** LISTED RECORDS **
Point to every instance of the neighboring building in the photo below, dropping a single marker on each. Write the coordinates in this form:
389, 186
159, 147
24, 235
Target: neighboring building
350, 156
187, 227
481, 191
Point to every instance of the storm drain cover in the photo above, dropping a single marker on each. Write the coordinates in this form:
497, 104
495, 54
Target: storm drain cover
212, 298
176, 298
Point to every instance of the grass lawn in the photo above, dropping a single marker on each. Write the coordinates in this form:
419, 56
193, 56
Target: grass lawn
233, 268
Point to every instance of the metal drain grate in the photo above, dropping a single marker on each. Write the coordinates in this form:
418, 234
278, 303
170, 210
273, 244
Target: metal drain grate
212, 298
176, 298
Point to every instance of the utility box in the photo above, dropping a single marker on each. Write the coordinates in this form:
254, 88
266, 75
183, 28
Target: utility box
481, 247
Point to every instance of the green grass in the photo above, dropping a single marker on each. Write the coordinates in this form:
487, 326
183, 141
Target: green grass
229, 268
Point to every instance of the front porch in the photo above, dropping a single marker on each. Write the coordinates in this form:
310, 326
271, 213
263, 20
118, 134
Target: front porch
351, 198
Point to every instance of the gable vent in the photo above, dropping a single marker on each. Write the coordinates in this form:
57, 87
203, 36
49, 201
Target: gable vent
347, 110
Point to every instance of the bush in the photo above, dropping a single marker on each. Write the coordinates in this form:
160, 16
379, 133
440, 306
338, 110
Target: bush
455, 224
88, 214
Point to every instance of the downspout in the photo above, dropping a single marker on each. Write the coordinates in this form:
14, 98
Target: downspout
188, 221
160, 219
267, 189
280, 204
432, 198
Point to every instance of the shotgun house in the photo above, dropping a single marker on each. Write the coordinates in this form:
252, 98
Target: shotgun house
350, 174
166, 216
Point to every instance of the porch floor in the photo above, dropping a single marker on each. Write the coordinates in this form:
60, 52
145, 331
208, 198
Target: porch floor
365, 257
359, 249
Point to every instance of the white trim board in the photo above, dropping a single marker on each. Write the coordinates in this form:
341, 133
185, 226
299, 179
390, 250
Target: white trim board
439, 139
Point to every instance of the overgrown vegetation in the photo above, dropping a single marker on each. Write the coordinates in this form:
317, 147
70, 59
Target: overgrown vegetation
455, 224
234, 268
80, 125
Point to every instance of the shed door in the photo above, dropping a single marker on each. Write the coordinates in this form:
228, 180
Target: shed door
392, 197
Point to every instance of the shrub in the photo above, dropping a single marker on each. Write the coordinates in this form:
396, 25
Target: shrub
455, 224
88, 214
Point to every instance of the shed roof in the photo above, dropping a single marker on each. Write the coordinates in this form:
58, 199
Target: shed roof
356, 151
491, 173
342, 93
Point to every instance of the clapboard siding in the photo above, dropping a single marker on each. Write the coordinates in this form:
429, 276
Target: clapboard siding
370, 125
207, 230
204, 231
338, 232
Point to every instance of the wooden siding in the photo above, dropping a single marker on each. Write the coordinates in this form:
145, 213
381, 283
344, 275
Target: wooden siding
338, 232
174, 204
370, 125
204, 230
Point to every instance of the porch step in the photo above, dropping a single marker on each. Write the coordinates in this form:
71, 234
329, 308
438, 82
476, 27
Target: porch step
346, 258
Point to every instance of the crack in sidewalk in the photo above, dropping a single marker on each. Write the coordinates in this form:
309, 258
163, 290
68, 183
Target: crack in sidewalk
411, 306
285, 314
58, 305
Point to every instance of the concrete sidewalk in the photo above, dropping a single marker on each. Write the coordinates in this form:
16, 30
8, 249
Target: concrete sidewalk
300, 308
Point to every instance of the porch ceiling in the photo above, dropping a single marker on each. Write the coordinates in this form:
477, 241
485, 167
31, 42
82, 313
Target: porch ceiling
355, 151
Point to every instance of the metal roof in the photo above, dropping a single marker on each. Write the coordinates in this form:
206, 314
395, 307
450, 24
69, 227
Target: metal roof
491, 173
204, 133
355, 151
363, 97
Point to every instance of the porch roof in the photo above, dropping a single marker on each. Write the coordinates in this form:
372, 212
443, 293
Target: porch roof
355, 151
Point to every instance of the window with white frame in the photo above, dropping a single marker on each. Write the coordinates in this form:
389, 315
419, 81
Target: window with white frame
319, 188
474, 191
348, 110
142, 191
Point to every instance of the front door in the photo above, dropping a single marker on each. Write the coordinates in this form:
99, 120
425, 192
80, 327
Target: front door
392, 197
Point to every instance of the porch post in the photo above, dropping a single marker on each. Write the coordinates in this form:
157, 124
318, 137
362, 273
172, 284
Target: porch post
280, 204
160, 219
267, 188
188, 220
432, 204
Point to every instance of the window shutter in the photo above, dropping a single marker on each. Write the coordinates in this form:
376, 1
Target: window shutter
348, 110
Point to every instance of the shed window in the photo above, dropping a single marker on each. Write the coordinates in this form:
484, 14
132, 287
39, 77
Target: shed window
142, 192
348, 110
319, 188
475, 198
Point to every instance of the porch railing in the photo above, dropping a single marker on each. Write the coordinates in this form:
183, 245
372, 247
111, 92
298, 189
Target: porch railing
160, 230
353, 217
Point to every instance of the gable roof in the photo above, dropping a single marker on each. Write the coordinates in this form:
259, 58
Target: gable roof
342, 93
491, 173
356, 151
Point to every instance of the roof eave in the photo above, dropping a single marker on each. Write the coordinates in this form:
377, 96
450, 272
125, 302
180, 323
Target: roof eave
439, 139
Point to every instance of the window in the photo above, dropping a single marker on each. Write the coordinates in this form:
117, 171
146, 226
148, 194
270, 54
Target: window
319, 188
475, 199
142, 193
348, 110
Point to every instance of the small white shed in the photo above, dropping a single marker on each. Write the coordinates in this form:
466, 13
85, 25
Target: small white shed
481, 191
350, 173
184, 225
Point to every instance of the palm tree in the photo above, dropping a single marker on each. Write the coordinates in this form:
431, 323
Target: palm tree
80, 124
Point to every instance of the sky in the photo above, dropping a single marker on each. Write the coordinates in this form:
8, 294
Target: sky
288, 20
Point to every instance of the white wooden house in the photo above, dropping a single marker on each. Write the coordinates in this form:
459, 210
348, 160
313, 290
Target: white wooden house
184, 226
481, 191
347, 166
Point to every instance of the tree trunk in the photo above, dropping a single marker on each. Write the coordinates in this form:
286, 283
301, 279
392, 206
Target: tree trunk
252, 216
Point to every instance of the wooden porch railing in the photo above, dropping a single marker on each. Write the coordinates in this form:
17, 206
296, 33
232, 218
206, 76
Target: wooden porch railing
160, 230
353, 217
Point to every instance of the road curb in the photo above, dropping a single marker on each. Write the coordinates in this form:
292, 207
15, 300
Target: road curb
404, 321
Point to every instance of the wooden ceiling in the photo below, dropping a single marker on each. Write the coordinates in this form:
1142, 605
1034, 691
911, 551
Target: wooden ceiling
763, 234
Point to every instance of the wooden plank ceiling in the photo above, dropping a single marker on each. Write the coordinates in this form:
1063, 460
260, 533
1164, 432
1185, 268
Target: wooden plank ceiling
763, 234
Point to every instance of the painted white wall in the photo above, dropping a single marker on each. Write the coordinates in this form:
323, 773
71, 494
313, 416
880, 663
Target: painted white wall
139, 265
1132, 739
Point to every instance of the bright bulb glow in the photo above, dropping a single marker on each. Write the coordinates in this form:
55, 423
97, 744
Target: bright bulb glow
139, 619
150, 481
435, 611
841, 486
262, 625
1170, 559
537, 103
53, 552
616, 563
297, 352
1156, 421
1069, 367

** WHAT YOU ARE ASKED TO DO **
A verbatim repeat of all the entries above is the required answer.

** RESPONSE FOR THIS EXERCISE **
Point to every instance of the neighboring building in the photo below, dropping a single marker on each. Write the coordinates in this form:
389, 186
159, 147
24, 235
Target: neighboring building
350, 156
187, 227
481, 191
Point to every instance of the storm drain cover in the photo above, dropping a single marker on each. Write the coordinates in this form:
497, 104
495, 54
Target: storm drain cover
212, 298
176, 298
Point to every instance of the grass lawn in the photo above, dropping a single marker on each. Write the coordinates in this form:
419, 56
193, 56
Target: grass lawn
233, 268
Point to every instance of the metal drain grate in the photo above, dropping a single marker on each. Write the coordinates in this form:
418, 234
278, 303
170, 210
273, 244
Target: metal drain grate
212, 298
176, 298
Point to every instance of the utility box in the photo above, dropping a single marker on each. Write the coordinates in this form:
254, 88
266, 75
183, 28
Target: utility box
481, 247
Point to every instance of the green grass in the photo above, dropping a single marker on each. Write the coordinates in this form:
487, 326
183, 141
Target: green grass
229, 268
Point to every instance of the front porch in the photo above, dropping a single marker on each. Write the coordinates in this form:
310, 326
271, 213
263, 20
118, 134
Target: front porch
351, 198
Point to every instance of the gable vent in the photo above, dropping a single marker on each. Write the coordinates in this form:
57, 87
203, 36
49, 201
Target: gable vent
347, 110
Point to every instance of the bush in the photo above, dropping a single marker on each. Write the coordinates in this form:
160, 16
379, 133
440, 306
338, 110
Target: bush
455, 224
88, 214
Point to every instance of the downspout in the photo above, dropping a single marker on each. Write the coordinates in this form:
14, 98
Target: downspout
188, 221
160, 219
267, 189
280, 204
432, 198
Point to every instance of the shotgun house in the photo above, dropping a single marker on each. Write the coordinates in this form:
252, 98
Target: shotgun house
350, 174
166, 216
Point to every instance of the porch floor in the photo above, dropping a single marker on each. Write the coordinates in this form:
60, 52
145, 331
208, 198
Target: porch floor
365, 257
359, 249
Point to every instance of the white trim board in the photo above, dropping a single marker on each. Write the coordinates in this form:
341, 133
185, 226
299, 179
390, 250
Target: white trim board
439, 139
Point to every instance of the overgrown vegetation in the photo above, dropping a single marker on each. Write the coordinates in this form:
317, 147
70, 59
Target: overgrown vegetation
455, 224
234, 268
80, 125
Point to every instance of the shed door in the photo above, dropping a single marker on each. Write the coordinates in this form:
228, 180
Target: shed door
392, 197
Point to every instance of the shrub in the photo above, dropping a single marker on each. Write the coordinates in this form:
396, 25
Target: shrub
455, 224
88, 214
Point to every instance of the shed roof in the photo above, dropping a single marker on each. Write the coordinates in this form:
58, 199
Target: shed roof
356, 151
491, 173
342, 93
Point to every instance of the clapboard siding in the photo above, dropping a single marker on each. Write the coordinates in this form:
429, 276
Target: clapboard siding
370, 125
207, 230
204, 231
338, 232
Point to every instance of the wooden siding in the photo above, dropping a single marker on each. Write the coordinates in this form:
145, 213
381, 283
344, 275
Target: wooden siding
338, 232
174, 204
370, 125
204, 230
Point to every instance of the porch step in the photo above, dropping a single marker on each. Write the coordinates in this form:
71, 234
329, 308
438, 82
476, 27
Target: porch step
346, 258
Point to every instance of the crack in sidewalk in the photo above, dropping a single marker on each. Write the coordinates in this form:
309, 258
163, 290
68, 183
Target: crack in sidewalk
411, 306
285, 314
58, 305
Point to every instance of the concrete sidewalk in the photo above, dropping a single marker on each. Write the coordinates in this form:
16, 30
8, 249
Target: concrete sidewalk
300, 308
Point to every instance of the porch ceiling in the photo above, dropping a single marker on each. Write the coordinates in this form:
477, 241
485, 167
31, 42
82, 313
Target: porch ceiling
355, 151
Point to every instance of the metal roof in the photo above, dropping a single marker on each. Write the coordinates in this form:
206, 314
395, 307
450, 24
69, 227
Target: metal roof
491, 173
204, 133
355, 151
363, 97
Point to every instance of the porch roof in the photo above, dropping a single marker on each. Write the coordinates in this form:
372, 212
443, 293
Target: porch roof
355, 151
Point to every instance of the window with white frame in the photo above, dropping a single marker on each. Write the coordinates in this form:
389, 315
419, 81
Target: window with white frame
319, 188
474, 191
348, 110
142, 191
Point to every instance of the front door in the photo above, dropping a single marker on each. Write the coordinates in this form:
99, 120
425, 192
80, 327
Target: front door
392, 197
Point to every instance of the porch post in the photo above, dropping a single marker on each. Write the coordinates in this form:
157, 124
318, 137
362, 273
172, 284
Target: porch post
280, 204
160, 219
267, 188
188, 220
432, 204
Point to every instance of the window shutter in the photo above, dropping a single marker on each. Write the coordinates in this form:
376, 1
Target: window shutter
348, 110
Point to every instance of the shed window in the photo above, dropping a single marker on each. Write the coordinates in this form:
484, 14
132, 287
39, 77
Target: shed window
142, 192
348, 110
319, 188
475, 198
Point to every instance of the porch railing in the photo above, dropping a single marker on each. Write the coordinates in this form:
183, 245
372, 247
111, 92
298, 189
Target: porch railing
160, 230
353, 217
Point to every instance of the gable roof in the photo above, dropping a single marker on each. Write the coordinates in this form:
259, 58
Target: gable roof
342, 93
491, 173
356, 151
Point to every instance of the roof eave in the photo above, dropping a single marker on each. Write the coordinates in this form:
377, 96
450, 272
125, 302
180, 323
Target: roof eave
439, 139
Point to every instance of the window in the photo above, dropping a single marker on each. Write the coordinates in this form:
117, 171
146, 226
148, 194
270, 54
Target: window
319, 188
475, 199
142, 193
348, 110
Point to every instance of the small white shed in the photo above, dropping a single marker on each. Write the coordinates in this form:
466, 13
85, 25
Target: small white shed
481, 191
350, 173
184, 225
Point to every instance of the palm tree in the photo above, dropping a single marker on each. Write the coordinates in this form:
431, 323
Target: palm tree
80, 124
Point to every instance of the sky in the photo above, dropping a single marker on each. Write the coordinates in this form:
8, 294
Target: sky
288, 20
Point to every instance of the white wooden house in the photo above, dropping a single marker on each. Write the coordinates in this form:
459, 210
348, 160
313, 290
Target: white wooden house
184, 226
481, 191
347, 166
Point to every instance of the tree trunk in the photo above, dropping a single marker on each. Write the coordinates in this form:
286, 283
301, 279
392, 206
Target: tree trunk
252, 216
Point to every instance of the wooden porch railing in the photo above, dropping a single marker on each. Write the coordinates in this form:
17, 206
296, 33
232, 218
206, 76
Target: wooden porch railing
160, 230
353, 217
Point to every instance of the road curb in the photo above, dropping a single marker on each. Write the coordinates in this form:
292, 207
15, 300
Target: road curb
404, 321
Point to every instance of the wooden ceiling in the photo below, dropping a single marker on each. Write the coordinates in this form:
1142, 605
1034, 691
911, 551
Target: wooden ceiling
763, 234
Point to every instance of the wooden plank ceiling in the photo above, dropping a single marker on each. Write the coordinates in this form:
1063, 460
260, 533
1164, 432
1185, 268
Target: wooden plank ceiling
763, 234
Point to every instance of the painted white wall in the photo above, dropping a single marker on each. Write the coordinates in this form:
323, 773
71, 494
313, 416
880, 663
Target: painted white wall
139, 265
1132, 739
Point to every instance of the bright bulb glow in the photo above, dropping a single marker on each. Write the coordinates in this form:
55, 423
97, 744
Target: bright bulb glow
139, 619
150, 481
435, 611
841, 486
262, 625
1170, 559
537, 103
53, 552
616, 563
297, 352
1156, 421
1069, 367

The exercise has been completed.